EXCERPTED PASSAGE:
Bains clarified that the figure for profit growth was slightly inflated by a one-off item related to a gratuity fund and will not affect results for the remainder of the year.
The Q1FY26 performance was driven by strong momentum in its research services division. The contract research firm has seen continued success in converting pilot projects into larger, more significant programmes.
"In our manufacturing services, we've made good operational progress. The highlight being that we've now operationalised the Unit 3 biologics facility in Bengaluru with the first clinical batch to a customer provided there,” the CEO said.
He also noted that its Bayview facility, the company's first foothold in the US market, is on track to become operational in the second half of the current fiscal year.
Addressing the broader industry landscape, Bains acknowledged that biotech funding from venture capital has not yet fully recovered to pre-pandemic levels.
However, the company continues to attract strong interest from multinational biopharma companies, both large and mid-sized, through requests for proposals (RFPs) and pilot studies, which have shown a high conversion rate into larger programmes.
“That underpins our confidence in maintaining the guidance for the full year,” the top executive underlined.
Shares of Syngene International ended 1.47% lower on the NSE at Rs 670.75 apiece, while the benchmark Nifty50 closed at 25,062.1, down 0.63%.

BRIEF 1:
Answer these about the passage on Syngene's quarterly results:
(a) In which city is the Unit 3 biologics facility?
(b) In which half of the current fiscal year is the Bayview facility expected to start operating?
(c) At what price per share did Syngene International close on the NSE?
BRIEF 2:
Copy the passage on Syngene's quarterly results word for word, between "He also noted" and "to pre-pandemic levels.", inclusive.

RECORD SET:
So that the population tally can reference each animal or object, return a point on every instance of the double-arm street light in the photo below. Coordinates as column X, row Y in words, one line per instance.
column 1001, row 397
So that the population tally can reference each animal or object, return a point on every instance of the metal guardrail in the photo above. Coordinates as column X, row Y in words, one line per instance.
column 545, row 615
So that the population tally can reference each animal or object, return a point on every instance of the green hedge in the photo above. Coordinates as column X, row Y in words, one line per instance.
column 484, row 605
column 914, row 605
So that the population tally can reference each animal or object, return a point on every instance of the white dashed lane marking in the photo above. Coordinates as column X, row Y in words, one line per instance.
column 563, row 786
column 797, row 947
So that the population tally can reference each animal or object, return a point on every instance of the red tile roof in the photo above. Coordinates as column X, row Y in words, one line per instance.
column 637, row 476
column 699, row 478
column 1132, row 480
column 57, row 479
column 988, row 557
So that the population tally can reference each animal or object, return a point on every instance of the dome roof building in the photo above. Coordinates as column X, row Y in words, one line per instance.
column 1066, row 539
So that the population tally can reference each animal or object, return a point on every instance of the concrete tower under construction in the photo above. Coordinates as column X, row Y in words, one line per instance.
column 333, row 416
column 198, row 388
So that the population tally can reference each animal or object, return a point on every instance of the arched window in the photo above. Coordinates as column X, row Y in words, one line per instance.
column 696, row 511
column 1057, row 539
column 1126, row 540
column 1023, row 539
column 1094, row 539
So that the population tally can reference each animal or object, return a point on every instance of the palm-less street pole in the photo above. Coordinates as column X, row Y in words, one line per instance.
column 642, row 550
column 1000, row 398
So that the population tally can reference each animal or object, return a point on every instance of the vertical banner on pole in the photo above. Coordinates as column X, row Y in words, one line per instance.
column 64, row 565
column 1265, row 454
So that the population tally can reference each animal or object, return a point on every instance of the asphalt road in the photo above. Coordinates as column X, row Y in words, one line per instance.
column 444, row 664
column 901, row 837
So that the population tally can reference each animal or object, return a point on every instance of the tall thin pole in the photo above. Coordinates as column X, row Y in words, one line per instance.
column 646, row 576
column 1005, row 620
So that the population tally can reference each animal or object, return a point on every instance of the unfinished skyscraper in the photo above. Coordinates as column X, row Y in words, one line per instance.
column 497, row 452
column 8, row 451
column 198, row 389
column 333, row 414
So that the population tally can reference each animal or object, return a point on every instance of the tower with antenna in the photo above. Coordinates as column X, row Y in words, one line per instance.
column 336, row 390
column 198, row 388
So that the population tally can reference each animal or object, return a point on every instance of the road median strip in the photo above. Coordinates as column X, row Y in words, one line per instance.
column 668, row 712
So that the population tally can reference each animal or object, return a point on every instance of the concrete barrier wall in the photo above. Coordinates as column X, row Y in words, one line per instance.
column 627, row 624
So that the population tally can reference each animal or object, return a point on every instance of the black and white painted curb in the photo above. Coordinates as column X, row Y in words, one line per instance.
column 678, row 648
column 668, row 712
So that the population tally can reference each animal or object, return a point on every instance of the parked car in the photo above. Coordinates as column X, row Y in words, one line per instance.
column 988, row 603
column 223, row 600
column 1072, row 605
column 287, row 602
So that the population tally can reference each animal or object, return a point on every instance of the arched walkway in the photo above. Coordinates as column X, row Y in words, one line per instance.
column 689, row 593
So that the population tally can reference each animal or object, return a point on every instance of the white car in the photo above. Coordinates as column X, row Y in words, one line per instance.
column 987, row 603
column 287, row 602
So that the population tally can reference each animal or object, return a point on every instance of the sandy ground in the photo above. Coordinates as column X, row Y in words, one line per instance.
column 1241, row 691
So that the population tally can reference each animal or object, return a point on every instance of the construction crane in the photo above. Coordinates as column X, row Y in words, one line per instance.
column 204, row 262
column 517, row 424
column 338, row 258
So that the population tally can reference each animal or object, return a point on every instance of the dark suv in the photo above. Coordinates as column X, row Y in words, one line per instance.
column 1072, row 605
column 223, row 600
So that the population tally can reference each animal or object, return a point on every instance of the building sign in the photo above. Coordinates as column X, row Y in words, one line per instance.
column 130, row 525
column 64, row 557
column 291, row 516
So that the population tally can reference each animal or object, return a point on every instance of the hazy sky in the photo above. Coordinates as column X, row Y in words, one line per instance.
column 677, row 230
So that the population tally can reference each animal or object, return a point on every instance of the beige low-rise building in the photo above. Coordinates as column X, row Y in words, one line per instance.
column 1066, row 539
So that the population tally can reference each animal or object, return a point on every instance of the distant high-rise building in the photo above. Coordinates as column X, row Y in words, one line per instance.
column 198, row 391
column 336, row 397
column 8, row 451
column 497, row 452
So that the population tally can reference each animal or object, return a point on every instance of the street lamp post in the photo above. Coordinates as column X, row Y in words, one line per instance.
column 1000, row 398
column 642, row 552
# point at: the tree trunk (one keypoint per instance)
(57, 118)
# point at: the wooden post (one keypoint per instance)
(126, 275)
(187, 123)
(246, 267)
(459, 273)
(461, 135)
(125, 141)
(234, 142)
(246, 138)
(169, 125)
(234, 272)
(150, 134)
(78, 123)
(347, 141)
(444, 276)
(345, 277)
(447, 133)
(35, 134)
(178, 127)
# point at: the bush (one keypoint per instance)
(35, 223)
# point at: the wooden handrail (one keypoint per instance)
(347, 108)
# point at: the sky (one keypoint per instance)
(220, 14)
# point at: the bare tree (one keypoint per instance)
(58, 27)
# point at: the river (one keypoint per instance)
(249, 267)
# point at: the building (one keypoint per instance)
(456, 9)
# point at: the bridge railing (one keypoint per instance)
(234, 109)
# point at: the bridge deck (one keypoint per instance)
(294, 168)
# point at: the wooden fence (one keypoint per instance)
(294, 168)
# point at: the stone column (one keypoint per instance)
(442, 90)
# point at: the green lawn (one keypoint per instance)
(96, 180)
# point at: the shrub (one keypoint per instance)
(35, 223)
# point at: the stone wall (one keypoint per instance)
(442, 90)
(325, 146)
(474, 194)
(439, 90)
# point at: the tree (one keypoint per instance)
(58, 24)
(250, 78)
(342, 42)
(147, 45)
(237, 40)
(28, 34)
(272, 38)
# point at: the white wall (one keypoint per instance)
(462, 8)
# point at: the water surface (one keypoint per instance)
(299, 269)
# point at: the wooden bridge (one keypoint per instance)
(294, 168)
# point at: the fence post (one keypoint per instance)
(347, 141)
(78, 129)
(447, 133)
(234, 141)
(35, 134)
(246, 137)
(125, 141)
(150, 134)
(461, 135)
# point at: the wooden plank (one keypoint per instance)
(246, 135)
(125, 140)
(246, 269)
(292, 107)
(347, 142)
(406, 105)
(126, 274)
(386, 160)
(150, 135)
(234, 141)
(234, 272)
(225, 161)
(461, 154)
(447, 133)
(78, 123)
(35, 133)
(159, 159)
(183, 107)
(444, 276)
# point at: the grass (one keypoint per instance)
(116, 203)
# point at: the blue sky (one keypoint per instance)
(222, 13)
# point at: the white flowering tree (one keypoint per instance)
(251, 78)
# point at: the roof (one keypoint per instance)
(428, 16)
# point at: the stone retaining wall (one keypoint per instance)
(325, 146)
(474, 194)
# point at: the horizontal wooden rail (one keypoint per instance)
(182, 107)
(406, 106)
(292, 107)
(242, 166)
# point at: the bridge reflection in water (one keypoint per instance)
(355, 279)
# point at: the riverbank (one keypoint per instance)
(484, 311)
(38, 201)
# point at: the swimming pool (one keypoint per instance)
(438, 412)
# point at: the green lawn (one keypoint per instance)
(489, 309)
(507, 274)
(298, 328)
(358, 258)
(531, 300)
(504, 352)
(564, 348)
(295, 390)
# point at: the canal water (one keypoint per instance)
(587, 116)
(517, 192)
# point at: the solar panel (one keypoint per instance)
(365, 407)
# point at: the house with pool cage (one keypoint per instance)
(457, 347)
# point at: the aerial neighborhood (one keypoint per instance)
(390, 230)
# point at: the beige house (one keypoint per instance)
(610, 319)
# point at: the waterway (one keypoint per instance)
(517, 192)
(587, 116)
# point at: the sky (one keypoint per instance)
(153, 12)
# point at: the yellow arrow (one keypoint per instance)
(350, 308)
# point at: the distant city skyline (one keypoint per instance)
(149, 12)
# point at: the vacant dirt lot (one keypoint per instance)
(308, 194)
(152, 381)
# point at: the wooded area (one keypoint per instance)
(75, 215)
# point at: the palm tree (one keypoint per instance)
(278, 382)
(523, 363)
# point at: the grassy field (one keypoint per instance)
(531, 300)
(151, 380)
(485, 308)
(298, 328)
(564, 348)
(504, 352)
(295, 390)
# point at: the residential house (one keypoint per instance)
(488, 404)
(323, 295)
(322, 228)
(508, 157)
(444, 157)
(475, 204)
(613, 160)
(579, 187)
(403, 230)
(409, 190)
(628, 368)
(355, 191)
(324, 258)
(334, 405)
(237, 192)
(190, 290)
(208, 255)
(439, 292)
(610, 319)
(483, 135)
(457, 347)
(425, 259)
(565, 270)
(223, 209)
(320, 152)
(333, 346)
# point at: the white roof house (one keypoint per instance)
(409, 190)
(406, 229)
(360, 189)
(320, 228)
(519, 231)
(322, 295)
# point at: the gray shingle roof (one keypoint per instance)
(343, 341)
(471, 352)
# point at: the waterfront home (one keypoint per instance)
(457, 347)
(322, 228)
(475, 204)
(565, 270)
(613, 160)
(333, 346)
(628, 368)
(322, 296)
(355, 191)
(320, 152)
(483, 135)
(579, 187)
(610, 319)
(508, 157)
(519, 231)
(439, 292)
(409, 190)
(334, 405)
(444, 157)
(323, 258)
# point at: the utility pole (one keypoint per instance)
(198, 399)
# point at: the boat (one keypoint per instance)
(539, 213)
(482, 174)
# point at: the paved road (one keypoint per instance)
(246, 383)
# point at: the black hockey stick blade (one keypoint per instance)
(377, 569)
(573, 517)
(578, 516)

EXERCISE RESULT 1:
(a) Bengaluru
(b) The second half
(c) Rs 670.75

EXERCISE RESULT 2:
He also noted that its Bayview facility, the company's first foothold in the US market, is on track to become operational in the second half of the current fiscal year.
Addressing the broader industry landscape, Bains acknowledged that biotech funding from venture capital has not yet fully recovered to pre-pandemic levels.